# [YOUR TASKS]
1. In the KONY2012 commentary, how many times had the half-hour video been viewed?
2. Copy word for word the part of the KONY2012 commentary that opens with the words containing "I'm not the" and closes with "to our students.".
3. Continue the KONY2012 commentary from its final sentence.

# [DOCUMENT SEGMENT]
I'm not the only one intrigued by the clever use of social media to tell this story. KerryJ reacted in a similar fashion to a number of my work colleagues while Daniel Stucke mirrored many of my personal reactions to the whole KONY2012 issue. How we bite on a well crafted, emotional message either shows our own feelings of compassion, levels of cynicism or the very human need to feel like we can make a difference in or to the world. It is also a measure of our digital literacy skills - the skills that we are (supposedly) teaching to our students.

By mid-week, the backlash against the video started to show in mainstream sites. The Atlantic was particularly harsh:

Kony 2012 is so seductive for precisely the same reasons that make it so dangerous. The half-hour video, now viewed 40 million times, sets viewers up for a message so gratifying and fulfilling that it is almost impossible to resist: there is a terrible problem in the world, you are the solution, and all you have to do is pass along this video.

Dataset records:
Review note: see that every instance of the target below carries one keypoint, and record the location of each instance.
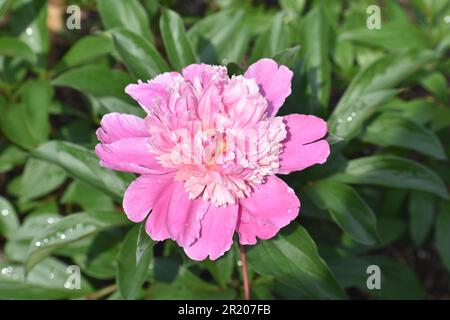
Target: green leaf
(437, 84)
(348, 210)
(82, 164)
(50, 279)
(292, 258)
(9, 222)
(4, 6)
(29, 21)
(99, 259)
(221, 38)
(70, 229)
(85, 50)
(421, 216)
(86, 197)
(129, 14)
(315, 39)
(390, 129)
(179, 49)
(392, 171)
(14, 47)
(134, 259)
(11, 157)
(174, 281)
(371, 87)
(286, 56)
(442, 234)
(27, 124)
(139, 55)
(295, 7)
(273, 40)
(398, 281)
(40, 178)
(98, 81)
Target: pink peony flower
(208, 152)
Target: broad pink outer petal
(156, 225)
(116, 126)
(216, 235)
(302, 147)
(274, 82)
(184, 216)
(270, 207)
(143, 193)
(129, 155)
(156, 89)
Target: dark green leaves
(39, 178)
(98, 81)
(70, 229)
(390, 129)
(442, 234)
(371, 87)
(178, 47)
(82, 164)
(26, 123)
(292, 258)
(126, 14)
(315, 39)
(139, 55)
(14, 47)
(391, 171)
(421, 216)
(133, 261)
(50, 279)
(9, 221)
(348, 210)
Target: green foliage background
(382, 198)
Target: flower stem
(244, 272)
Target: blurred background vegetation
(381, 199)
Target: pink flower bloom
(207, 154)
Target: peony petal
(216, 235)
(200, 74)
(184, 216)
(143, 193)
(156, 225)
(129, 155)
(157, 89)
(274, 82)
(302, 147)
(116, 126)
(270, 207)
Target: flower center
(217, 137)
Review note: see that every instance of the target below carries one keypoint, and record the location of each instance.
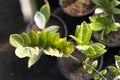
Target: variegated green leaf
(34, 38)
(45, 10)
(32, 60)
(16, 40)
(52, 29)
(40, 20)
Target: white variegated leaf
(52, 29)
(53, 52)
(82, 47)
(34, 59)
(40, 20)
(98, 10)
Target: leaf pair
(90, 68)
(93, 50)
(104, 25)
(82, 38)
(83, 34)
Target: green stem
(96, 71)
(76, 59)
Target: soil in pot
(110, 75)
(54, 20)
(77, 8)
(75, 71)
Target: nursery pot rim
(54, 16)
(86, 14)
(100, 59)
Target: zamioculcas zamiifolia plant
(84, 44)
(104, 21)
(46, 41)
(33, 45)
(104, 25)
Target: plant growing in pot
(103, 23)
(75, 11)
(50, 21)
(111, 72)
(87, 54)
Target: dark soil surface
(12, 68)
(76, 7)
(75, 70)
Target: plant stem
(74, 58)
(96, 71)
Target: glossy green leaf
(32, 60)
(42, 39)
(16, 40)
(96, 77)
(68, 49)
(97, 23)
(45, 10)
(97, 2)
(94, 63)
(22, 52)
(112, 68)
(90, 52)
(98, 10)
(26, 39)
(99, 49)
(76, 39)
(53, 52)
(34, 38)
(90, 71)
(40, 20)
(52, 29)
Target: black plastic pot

# [RESPONSES IN ORDER]
1. 40 million times.

2.
I'm not the only one intrigued by the clever use of social media to tell this story. KerryJ reacted in a similar fashion to a number of my work colleagues while Daniel Stucke mirrored many of my personal reactions to the whole KONY2012 issue. How we bite on a well crafted, emotional message either shows our own feelings of compassion, levels of cynicism or the very human need to feel like we can make a difference in or to the world. It is also a measure of our digital literacy skills - the skills that we are (supposedly) teaching to our students.

3.
I find it interesting that it seems to be mainstream news media outlets that are leading the pushback. Effective digital literacy would include questioning their motives as well as the Invisible Children organisation who produced and posted the video. Could it be that they has been caught napping on a very important issue? Could it be that this video treads into what traditional news media might see as their turf?

The only other thing that I would add as an average citizen of a privileged country is this. Before Monday, I had never heard of Joseph Kony or the LRA. The sheer momentum that this video has produced has raised my and the millions of viewers worldwide's collective consciousness. Whether we support or dismiss the goals and actions of the KONY2012 movement, or the target of their campaign, one thing is certain.

Now we all know.

NB: Seth Godin analyses the video from a social media perspective here. And I highly recommend the ShortFormBlog's even handed coverage of the unfolding events. And as a final bonus, check out the graph below from Wikipedia edits on the Joseph Kony page as people jump on board to rewrite the definitive article on the central figure in the whole saga.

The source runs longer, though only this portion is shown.